# Problem details
How many lines of the data contain the word "response"? Give only that number.

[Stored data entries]
_ _ _ _
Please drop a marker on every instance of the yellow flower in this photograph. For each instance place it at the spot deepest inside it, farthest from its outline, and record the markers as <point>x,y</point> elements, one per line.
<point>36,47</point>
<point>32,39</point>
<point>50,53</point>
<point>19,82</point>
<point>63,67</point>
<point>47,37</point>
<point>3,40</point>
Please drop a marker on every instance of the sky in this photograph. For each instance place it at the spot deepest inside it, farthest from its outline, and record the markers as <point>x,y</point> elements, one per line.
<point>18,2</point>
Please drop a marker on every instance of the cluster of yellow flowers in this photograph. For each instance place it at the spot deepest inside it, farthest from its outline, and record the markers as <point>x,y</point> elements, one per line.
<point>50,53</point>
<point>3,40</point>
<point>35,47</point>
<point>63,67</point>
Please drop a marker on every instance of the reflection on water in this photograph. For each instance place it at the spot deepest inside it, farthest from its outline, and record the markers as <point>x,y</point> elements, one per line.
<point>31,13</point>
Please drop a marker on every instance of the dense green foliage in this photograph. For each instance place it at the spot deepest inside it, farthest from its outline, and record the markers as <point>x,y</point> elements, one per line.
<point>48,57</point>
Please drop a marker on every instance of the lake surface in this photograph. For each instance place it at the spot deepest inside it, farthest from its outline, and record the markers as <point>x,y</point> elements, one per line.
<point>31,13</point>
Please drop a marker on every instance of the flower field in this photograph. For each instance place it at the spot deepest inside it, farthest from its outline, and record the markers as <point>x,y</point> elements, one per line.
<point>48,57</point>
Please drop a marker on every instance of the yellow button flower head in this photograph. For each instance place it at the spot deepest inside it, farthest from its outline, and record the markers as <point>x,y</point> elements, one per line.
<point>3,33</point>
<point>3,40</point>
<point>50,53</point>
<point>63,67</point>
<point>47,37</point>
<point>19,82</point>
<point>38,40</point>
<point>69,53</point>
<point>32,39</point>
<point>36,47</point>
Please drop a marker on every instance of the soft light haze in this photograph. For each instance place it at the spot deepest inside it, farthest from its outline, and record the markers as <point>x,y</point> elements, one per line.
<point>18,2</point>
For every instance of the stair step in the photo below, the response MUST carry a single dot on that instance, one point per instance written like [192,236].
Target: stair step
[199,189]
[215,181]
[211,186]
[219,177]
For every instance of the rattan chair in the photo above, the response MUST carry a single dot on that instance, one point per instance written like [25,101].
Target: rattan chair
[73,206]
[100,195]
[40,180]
_ _ _ _
# Exercise answer
2